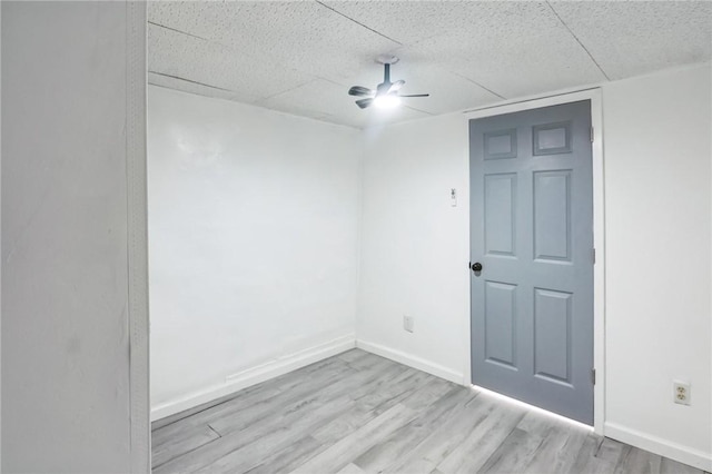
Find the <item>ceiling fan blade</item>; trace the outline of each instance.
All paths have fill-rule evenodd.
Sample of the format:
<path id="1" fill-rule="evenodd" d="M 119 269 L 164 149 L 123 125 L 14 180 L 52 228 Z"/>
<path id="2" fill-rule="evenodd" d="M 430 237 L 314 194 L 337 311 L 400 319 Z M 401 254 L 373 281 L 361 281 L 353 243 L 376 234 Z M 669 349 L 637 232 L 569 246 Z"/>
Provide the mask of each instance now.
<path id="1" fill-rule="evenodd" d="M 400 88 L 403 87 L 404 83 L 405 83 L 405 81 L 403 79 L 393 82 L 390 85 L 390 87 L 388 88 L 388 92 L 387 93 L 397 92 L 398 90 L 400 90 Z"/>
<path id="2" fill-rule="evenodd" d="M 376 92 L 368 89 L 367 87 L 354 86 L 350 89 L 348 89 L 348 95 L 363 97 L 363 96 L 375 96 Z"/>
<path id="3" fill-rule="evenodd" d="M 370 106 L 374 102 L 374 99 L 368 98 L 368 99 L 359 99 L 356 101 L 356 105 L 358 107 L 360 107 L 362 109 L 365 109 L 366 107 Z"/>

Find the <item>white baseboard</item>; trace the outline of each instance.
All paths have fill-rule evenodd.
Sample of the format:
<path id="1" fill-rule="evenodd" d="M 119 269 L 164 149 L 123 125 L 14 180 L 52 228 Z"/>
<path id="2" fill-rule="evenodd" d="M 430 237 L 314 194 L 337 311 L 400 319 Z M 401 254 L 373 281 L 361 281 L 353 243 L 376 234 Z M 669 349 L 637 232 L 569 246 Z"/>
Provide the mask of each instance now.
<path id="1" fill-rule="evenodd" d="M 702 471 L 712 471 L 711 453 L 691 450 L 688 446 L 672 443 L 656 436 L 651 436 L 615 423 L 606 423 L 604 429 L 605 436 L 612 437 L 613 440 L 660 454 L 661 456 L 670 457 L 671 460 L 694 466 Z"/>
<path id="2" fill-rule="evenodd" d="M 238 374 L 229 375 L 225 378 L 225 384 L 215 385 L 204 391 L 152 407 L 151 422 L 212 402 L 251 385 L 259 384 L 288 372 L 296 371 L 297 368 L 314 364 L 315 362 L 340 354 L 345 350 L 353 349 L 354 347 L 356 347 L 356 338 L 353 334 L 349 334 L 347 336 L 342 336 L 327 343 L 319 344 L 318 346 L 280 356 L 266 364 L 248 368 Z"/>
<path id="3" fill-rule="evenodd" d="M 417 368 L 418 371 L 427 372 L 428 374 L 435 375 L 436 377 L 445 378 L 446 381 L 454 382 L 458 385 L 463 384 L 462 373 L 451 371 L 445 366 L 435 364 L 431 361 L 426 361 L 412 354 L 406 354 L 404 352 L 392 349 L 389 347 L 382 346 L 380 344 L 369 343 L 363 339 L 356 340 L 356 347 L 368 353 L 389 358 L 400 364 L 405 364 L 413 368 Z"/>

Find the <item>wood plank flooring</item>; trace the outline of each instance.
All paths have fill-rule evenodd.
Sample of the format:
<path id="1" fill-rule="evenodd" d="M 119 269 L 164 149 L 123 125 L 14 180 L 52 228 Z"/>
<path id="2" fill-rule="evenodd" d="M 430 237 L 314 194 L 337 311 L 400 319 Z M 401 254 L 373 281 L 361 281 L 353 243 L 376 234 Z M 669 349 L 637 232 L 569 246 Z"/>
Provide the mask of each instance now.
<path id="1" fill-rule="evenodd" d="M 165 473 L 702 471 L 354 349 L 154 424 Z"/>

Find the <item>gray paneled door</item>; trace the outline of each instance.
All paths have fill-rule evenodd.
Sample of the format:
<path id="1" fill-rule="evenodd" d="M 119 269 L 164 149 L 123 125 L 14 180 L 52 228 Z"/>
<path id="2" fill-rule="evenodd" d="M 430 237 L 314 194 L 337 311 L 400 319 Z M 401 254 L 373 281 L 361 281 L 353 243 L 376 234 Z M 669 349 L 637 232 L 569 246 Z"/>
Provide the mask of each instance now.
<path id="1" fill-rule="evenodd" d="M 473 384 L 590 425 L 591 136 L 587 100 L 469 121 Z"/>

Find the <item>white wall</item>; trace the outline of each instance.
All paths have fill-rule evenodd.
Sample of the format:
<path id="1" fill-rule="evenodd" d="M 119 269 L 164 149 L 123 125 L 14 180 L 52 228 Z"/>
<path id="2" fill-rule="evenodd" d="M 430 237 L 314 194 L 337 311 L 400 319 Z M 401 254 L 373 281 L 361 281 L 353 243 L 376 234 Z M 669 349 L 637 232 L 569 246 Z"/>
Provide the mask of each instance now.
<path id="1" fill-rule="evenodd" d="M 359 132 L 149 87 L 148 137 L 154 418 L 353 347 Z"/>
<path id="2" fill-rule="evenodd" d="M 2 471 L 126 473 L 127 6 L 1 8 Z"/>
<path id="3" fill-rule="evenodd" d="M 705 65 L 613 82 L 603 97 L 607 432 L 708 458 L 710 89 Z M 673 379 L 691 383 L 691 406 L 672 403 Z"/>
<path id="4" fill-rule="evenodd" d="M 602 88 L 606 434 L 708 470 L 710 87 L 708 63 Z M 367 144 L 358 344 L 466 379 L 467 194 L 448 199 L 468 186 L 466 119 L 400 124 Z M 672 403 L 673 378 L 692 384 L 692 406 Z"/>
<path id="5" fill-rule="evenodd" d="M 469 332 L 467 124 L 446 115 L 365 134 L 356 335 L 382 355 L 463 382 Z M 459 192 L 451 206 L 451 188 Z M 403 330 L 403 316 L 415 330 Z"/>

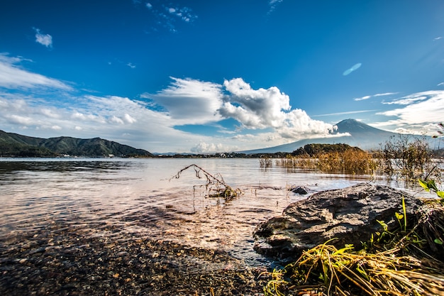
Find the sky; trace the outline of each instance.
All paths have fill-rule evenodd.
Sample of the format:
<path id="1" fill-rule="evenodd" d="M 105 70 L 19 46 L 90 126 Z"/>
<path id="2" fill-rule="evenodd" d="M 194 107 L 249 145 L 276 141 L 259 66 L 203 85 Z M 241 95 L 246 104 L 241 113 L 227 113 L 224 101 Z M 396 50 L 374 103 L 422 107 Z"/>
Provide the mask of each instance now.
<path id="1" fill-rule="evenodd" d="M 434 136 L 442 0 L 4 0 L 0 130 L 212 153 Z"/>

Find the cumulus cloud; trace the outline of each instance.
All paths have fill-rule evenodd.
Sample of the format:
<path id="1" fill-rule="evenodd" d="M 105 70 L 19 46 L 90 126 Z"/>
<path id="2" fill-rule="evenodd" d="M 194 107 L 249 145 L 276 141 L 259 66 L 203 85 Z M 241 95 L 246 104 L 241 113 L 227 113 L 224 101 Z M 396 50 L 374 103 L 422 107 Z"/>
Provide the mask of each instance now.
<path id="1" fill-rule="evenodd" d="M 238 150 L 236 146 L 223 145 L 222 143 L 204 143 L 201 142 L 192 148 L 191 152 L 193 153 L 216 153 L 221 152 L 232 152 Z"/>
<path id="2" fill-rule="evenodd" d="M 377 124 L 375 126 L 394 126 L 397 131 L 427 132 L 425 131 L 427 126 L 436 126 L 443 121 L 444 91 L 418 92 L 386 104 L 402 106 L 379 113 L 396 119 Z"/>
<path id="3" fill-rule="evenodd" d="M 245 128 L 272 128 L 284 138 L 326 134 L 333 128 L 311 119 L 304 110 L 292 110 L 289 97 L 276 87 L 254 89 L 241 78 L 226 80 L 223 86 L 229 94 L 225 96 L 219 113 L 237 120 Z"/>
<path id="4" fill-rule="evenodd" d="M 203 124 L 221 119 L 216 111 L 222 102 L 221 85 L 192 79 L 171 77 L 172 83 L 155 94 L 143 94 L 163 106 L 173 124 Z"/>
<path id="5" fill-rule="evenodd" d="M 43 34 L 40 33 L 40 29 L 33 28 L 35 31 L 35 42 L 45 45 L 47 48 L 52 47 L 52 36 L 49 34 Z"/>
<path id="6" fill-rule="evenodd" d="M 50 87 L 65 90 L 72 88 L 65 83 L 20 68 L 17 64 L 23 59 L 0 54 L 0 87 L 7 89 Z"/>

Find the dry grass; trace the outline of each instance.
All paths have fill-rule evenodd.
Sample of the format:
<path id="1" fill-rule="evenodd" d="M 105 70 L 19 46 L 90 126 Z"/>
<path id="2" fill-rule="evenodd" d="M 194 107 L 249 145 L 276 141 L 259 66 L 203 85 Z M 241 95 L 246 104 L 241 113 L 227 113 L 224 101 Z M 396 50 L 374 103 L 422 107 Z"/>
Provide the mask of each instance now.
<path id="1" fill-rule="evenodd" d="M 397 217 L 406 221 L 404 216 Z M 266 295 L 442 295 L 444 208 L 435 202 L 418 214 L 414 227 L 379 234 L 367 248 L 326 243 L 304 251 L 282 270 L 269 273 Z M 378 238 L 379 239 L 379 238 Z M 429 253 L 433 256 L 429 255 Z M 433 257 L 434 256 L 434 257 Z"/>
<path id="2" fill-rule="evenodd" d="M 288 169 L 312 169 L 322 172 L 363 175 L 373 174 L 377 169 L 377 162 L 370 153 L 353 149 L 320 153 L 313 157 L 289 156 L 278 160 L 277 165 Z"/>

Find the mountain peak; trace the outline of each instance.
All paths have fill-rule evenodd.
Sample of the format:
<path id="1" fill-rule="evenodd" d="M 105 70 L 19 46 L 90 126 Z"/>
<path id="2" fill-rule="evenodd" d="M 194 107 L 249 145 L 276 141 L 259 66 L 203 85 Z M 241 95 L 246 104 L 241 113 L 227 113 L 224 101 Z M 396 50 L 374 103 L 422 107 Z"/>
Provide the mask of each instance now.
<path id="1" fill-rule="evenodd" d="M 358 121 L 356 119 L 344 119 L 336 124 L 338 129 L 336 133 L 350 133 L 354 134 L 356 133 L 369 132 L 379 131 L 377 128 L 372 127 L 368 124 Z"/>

====================

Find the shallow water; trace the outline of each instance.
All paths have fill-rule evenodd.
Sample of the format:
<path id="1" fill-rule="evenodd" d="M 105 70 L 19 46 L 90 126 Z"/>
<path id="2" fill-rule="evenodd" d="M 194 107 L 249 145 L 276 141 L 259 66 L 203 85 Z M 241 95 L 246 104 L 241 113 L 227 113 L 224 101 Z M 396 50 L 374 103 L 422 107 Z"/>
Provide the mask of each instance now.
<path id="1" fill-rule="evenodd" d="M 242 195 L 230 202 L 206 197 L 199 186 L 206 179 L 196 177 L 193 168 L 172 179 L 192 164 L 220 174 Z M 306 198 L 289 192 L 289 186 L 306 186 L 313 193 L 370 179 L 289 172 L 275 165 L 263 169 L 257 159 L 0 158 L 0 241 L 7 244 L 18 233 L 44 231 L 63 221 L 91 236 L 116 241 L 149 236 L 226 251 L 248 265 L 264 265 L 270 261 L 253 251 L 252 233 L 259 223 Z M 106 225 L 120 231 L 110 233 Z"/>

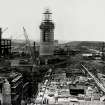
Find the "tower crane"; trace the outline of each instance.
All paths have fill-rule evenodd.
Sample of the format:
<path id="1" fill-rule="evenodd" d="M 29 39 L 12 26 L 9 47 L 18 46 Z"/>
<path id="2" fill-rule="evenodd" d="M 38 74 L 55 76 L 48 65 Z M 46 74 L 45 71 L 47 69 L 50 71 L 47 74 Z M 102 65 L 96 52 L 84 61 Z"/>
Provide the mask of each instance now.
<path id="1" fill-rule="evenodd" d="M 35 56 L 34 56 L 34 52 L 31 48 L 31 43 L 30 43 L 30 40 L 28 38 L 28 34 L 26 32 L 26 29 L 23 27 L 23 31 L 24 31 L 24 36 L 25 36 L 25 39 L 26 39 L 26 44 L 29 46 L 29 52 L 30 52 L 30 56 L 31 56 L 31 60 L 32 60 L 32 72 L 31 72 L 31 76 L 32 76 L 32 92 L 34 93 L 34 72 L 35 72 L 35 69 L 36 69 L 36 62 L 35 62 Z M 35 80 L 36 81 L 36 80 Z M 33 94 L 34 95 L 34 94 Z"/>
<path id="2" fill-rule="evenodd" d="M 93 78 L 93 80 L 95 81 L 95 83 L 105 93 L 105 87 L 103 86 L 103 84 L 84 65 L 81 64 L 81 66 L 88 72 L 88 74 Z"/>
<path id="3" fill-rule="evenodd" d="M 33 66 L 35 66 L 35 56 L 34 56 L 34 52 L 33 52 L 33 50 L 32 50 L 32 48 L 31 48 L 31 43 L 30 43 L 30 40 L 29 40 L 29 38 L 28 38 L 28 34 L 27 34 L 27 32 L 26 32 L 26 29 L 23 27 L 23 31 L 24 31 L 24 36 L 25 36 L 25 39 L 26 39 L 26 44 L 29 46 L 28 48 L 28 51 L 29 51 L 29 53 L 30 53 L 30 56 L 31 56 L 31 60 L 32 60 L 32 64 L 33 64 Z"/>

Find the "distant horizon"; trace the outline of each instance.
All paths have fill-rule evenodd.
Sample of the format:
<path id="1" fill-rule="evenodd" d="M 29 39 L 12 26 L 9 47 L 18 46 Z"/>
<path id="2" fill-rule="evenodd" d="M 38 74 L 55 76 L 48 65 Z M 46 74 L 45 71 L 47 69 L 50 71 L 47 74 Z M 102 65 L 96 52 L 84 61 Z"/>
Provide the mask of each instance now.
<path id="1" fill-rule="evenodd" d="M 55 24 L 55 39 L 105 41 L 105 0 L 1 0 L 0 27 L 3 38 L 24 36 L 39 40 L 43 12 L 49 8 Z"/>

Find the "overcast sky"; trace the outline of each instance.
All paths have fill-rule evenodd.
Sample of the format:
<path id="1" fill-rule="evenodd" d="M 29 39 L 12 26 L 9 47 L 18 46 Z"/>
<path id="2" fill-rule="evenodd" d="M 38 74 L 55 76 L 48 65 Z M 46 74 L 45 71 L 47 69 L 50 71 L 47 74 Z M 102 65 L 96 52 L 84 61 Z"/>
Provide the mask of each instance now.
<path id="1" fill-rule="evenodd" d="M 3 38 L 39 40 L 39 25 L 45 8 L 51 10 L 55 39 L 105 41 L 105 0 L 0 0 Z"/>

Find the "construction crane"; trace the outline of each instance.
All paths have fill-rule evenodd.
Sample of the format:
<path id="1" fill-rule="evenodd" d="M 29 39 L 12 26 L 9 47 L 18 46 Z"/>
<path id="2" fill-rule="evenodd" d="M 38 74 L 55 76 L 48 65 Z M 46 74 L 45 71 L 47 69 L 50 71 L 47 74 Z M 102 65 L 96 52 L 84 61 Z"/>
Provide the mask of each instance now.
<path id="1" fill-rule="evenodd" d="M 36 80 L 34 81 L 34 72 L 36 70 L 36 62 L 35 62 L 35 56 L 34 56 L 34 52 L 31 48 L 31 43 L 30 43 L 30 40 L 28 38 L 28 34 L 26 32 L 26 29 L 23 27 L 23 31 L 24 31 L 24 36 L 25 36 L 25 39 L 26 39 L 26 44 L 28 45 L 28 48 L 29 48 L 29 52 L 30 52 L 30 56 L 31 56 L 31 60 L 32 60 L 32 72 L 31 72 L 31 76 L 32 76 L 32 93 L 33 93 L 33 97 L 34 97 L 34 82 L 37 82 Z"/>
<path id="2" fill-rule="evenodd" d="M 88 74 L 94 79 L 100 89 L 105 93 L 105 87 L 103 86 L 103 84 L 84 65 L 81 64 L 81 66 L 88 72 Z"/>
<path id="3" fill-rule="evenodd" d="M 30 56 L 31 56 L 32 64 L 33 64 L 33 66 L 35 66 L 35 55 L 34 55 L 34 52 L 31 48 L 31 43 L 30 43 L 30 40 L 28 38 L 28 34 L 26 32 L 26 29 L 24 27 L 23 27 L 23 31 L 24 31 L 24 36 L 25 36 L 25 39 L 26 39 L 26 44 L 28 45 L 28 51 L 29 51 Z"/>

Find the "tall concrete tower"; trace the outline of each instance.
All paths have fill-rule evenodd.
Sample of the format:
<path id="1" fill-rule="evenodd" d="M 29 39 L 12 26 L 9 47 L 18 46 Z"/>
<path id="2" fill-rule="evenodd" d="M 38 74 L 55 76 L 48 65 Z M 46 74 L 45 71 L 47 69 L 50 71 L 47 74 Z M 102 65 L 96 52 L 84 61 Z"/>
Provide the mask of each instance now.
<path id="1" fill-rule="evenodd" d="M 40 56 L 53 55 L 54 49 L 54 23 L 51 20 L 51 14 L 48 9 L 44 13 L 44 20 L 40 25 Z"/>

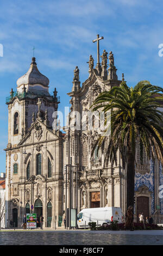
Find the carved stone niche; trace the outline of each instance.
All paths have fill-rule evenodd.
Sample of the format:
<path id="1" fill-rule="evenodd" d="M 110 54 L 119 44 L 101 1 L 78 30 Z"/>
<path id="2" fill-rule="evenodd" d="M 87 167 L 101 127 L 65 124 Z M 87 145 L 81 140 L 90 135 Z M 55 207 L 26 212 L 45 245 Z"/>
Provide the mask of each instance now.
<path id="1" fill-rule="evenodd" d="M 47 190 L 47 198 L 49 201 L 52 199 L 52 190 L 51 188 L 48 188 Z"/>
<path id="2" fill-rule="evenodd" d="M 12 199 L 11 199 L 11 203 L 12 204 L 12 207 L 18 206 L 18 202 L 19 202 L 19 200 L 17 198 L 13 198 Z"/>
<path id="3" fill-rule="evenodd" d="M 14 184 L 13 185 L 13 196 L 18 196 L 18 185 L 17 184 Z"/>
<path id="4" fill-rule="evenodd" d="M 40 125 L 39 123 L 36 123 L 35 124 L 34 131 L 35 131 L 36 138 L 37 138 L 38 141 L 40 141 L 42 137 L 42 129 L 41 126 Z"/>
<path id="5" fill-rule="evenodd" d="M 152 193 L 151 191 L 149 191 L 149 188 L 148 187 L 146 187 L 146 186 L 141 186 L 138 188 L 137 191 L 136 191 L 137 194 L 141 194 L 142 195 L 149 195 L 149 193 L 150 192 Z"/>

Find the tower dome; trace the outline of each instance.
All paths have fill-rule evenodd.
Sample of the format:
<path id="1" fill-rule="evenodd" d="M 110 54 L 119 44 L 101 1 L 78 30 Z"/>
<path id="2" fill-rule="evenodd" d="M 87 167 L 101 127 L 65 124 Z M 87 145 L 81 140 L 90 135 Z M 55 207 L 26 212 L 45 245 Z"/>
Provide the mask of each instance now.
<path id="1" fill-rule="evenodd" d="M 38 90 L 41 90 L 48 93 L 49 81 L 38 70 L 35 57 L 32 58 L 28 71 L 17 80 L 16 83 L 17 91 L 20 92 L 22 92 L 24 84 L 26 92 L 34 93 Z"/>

====================

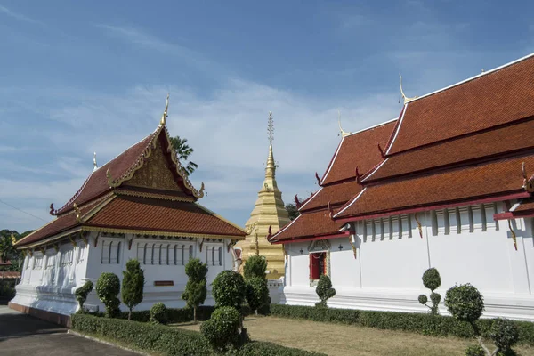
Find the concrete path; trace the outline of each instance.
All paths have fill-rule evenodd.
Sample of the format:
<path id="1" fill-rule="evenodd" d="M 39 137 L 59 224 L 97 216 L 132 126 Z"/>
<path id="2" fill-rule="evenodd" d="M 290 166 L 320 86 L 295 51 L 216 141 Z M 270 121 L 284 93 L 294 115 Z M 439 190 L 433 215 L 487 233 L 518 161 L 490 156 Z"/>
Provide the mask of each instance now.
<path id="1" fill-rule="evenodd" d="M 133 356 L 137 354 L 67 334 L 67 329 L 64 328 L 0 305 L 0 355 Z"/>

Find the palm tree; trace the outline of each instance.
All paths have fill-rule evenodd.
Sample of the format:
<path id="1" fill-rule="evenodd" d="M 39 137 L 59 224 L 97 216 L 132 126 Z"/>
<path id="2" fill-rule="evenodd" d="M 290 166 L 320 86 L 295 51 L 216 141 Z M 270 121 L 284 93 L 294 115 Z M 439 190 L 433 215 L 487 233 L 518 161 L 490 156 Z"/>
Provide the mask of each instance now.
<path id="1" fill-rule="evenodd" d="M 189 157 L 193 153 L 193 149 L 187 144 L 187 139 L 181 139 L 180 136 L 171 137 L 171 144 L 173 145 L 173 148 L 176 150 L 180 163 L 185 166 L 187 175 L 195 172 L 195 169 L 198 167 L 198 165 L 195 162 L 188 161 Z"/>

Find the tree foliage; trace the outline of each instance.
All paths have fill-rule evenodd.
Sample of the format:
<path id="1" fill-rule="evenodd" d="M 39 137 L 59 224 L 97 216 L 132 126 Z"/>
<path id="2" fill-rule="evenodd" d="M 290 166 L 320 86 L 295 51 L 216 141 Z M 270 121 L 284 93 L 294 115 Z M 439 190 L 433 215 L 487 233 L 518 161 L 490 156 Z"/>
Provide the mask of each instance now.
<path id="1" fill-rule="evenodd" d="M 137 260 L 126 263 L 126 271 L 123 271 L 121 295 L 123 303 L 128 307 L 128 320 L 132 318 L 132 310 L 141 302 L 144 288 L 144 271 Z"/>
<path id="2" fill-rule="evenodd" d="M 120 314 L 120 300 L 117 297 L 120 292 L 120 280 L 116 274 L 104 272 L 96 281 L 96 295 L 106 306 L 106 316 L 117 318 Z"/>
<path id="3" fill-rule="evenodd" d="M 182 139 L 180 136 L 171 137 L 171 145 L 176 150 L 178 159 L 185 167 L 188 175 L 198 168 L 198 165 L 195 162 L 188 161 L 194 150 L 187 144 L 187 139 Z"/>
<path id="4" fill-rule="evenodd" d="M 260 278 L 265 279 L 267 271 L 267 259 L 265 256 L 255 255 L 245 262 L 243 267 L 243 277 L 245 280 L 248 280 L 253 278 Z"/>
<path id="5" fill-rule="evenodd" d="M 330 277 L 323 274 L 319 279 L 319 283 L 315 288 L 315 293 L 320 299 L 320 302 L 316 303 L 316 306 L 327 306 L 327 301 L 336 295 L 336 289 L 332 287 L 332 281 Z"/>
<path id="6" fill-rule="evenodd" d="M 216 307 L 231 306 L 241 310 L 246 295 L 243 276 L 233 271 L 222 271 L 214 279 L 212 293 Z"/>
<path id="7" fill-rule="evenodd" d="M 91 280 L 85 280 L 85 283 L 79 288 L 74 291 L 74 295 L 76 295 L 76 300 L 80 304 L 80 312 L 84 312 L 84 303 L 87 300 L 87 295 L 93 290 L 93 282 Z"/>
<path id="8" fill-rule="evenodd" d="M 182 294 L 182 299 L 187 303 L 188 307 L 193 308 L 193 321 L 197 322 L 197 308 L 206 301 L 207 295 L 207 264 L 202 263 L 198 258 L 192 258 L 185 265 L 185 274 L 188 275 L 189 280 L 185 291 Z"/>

====================

Directions: Rewrite the lines from the one containing "Find the <item>white baseboard</item>;" through the one containing "417 368 L 418", both included, as a numbered list. Leave out any blank lines.

Solution:
1. Find the <item>white baseboard</item>; trace the outline of each instance.
2. All paths have fill-rule evenodd.
3. Sample of the format:
4. <path id="1" fill-rule="evenodd" d="M 119 269 L 164 149 L 123 125 L 14 180 L 52 228 Z"/>
5. <path id="2" fill-rule="evenodd" d="M 430 237 L 314 194 L 337 311 L 400 319 Z M 401 254 L 373 281 L 361 281 L 353 243 L 376 234 Z M 669 349 L 637 232 L 569 246 Z"/>
6. Provide the mask of each instance now.
7. <path id="1" fill-rule="evenodd" d="M 702 471 L 712 471 L 711 453 L 691 450 L 688 446 L 672 443 L 656 436 L 651 436 L 615 423 L 606 423 L 604 429 L 605 436 L 612 437 L 613 440 L 660 454 L 661 456 L 670 457 L 671 460 L 694 466 Z"/>
8. <path id="2" fill-rule="evenodd" d="M 238 374 L 229 375 L 225 378 L 225 384 L 215 385 L 204 391 L 152 407 L 151 422 L 212 402 L 251 385 L 259 384 L 288 372 L 296 371 L 297 368 L 314 364 L 315 362 L 340 354 L 345 350 L 353 349 L 354 347 L 356 347 L 356 338 L 353 334 L 349 334 L 347 336 L 342 336 L 327 343 L 319 344 L 318 346 L 280 356 L 266 364 L 248 368 Z"/>
9. <path id="3" fill-rule="evenodd" d="M 417 368 L 418 371 L 427 372 L 428 374 L 435 375 L 436 377 L 445 378 L 446 381 L 454 382 L 458 385 L 463 384 L 462 373 L 451 371 L 445 366 L 435 364 L 431 361 L 426 361 L 412 354 L 406 354 L 404 352 L 392 349 L 389 347 L 382 346 L 380 344 L 369 343 L 363 339 L 356 340 L 356 347 L 368 353 L 389 358 L 400 364 L 405 364 L 413 368 Z"/>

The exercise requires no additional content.